_Text section_
====

Transactions Involving the Government: What Cautious Companies Should Know About the Conspiracy Law
By: DULCE J. FOSTER
Every business in the United States, from the smallest sole proprietorship to the largest corporate giant, will have to deal with the Federal government at some time or another. Whether it be the Securities Exchange Commission or the Food and Drug Administration, the Department of Labor or the Internal Revenue Service, government agencies lurk in the background of virtually every commercial transaction.
Most companies do everything they can to ensure compliance with the statutes and regulations that govern them, while at the same time trying to maximize profits. Knowing where to draw the line between good business practice and breaking the law can be an extraordinary challenge in today’s environment.
This challenge is particularly significant whenever a company conducts business with, seeks payment from, or for any reason provides information to, a government agency. Such transactions are governed by a Federal law stating that conspiring with others to defraud the United States or any of its agencies is a felony. The range of conduct that the government has considered illegal under this law is broader than one might think. A company can be charged with conspiring to defraud the United States even if it has made no direct misrepresentation to any government agency and has strictly complied with all statutes and regulations.
All that is required to establish a violation of the conspiracy statute is:
- an agreement between two or more individuals or entities to impair, obstruct, or impede any lawful function of government,
- an overt act to further that agreement, and
- intent to accomplish the objectives of the agreement.
Such agreements are called “Klein” conspiracies after United States v. Klein – a 1957 case in which this type of conspiracy was alleged to have occurred. Significantly, the government has argued that in a Klein conspiracy, the actions taken need not be illegal, and the accused need not have agreed to violate any substantive federal or state law. Furthermore, the objective of the conspiracy need not involve any loss of government funds. For example, some courts have held that an agreement to interfere with the government in the lawful gathering of information violates this law.
The government has charged companies and individuals with participating in Klein conspiracies in a wide variety of contexts. The prototypical Klein conspiracy involves manipulating funds to conceal the true nature of financial transactions from the IRS. A current Minnesota case involves the alleged concealment of the true nature of a medical device in order to obtain Medicare reimbursement, even though the device itself is medically reasonable and necessary. In other cases, companies have been charged with using improper methods to procure government contracts.
The important lesson to be learned is that, when the Federal government is involved, following the letter of the law may not be enough to avoid a government investigation, or at worst – a criminal conviction. The Federal government is willing to prosecute practices that it perceives to be dishonest even when no substantive crime has been committed.

====

_Data_
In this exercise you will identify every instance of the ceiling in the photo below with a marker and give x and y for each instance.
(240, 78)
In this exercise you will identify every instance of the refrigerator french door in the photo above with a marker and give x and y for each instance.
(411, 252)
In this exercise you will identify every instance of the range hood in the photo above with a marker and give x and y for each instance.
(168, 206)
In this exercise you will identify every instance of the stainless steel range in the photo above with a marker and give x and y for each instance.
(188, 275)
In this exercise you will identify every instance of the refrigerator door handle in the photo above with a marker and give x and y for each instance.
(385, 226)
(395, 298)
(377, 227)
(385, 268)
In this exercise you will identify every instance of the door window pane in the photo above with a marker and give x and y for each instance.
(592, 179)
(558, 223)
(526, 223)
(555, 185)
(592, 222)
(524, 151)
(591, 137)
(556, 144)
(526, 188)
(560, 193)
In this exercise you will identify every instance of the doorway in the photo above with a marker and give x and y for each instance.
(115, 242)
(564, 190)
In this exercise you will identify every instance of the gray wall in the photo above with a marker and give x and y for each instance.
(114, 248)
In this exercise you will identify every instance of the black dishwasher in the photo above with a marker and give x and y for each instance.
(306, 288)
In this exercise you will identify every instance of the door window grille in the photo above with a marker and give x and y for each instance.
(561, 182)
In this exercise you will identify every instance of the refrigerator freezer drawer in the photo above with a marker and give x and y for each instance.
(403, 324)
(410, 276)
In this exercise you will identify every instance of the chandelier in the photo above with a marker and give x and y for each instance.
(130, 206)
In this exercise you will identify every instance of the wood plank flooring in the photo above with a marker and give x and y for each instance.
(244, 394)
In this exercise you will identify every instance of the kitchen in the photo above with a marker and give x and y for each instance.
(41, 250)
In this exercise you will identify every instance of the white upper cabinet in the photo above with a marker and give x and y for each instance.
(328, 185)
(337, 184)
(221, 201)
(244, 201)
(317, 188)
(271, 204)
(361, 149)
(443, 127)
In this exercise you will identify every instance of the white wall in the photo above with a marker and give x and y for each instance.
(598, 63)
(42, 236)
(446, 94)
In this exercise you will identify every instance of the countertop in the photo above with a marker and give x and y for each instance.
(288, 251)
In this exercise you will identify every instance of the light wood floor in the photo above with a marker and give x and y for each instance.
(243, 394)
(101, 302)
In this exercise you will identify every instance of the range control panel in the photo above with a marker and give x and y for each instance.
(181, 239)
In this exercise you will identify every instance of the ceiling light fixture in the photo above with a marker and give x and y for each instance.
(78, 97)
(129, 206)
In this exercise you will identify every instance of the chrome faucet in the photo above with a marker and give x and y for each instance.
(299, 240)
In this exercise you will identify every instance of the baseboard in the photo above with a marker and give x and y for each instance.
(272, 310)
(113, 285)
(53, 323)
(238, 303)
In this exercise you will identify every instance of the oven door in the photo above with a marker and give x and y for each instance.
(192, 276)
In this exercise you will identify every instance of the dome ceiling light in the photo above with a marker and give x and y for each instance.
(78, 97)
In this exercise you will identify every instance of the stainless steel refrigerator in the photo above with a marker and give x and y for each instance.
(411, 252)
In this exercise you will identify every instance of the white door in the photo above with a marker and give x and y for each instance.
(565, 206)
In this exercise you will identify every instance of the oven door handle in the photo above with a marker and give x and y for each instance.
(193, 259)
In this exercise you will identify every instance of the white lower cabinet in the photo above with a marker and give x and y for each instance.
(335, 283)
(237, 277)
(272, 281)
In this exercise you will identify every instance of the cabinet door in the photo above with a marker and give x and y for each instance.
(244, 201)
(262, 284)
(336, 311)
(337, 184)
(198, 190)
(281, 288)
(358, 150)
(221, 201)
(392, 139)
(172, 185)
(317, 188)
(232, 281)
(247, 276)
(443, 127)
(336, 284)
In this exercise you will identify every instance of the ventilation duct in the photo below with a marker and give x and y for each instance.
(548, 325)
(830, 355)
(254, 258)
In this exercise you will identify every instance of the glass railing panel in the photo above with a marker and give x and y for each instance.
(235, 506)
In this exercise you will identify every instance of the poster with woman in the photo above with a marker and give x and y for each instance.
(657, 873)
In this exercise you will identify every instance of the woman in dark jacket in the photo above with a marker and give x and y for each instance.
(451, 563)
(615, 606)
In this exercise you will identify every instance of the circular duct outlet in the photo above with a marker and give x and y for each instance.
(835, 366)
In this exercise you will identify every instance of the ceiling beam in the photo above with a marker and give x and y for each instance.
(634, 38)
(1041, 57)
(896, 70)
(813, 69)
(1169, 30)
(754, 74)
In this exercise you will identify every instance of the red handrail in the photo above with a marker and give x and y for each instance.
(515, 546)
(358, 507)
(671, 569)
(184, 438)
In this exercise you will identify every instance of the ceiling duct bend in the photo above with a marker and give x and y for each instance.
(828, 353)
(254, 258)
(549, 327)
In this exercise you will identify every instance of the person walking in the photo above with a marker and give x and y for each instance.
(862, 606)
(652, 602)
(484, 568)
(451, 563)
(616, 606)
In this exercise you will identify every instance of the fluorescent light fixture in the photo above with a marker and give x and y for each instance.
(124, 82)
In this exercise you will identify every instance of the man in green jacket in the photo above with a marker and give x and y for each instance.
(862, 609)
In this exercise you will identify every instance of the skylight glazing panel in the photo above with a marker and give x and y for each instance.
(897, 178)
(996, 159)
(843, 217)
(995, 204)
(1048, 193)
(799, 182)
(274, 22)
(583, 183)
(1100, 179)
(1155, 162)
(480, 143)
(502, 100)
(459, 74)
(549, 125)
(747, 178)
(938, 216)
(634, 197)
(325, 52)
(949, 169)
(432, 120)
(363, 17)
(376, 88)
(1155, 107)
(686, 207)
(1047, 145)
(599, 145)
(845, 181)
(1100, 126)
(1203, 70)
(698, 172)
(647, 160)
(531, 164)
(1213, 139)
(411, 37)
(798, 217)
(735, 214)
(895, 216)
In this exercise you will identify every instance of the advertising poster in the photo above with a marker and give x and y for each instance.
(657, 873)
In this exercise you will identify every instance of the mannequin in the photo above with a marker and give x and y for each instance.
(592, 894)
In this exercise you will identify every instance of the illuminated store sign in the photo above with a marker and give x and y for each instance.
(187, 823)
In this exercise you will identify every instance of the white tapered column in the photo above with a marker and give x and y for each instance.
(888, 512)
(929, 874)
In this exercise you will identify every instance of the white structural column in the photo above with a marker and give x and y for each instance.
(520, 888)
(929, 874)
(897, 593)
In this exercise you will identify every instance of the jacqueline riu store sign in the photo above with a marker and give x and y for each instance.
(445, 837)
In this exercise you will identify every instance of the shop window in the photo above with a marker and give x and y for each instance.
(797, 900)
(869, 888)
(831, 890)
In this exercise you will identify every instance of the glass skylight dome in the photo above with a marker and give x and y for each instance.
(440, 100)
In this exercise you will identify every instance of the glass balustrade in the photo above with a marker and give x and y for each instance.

====

_Exercises to complete_
1. Reproduce verbatim the portion of the conspiracy-law article starting at "All that is" and ending at "of the agreement.".
2. Summarize the conspiracy-law article in two sentences.

_Responses_
1.
All that is required to establish a violation of the conspiracy statute is:
- an agreement between two or more individuals or entities to impair, obstruct, or impede any lawful function of government,
- an overt act to further that agreement, and
- intent to accomplish the objectives of the agreement.

2. When a company conducts business with, seeks payment from, or provides information to a federal agency, it is subject to a federal law that makes conspiring to defraud the United States a felony, and it can be charged even if it made no direct misrepresentation and complied with all statutes and regulations. Such "Klein" conspiracies require only an agreement to impair a lawful government function, an overt act furthering it, and intent to achieve its objectives, so following the letter of the law may not be enough to avoid an investigation or a criminal conviction.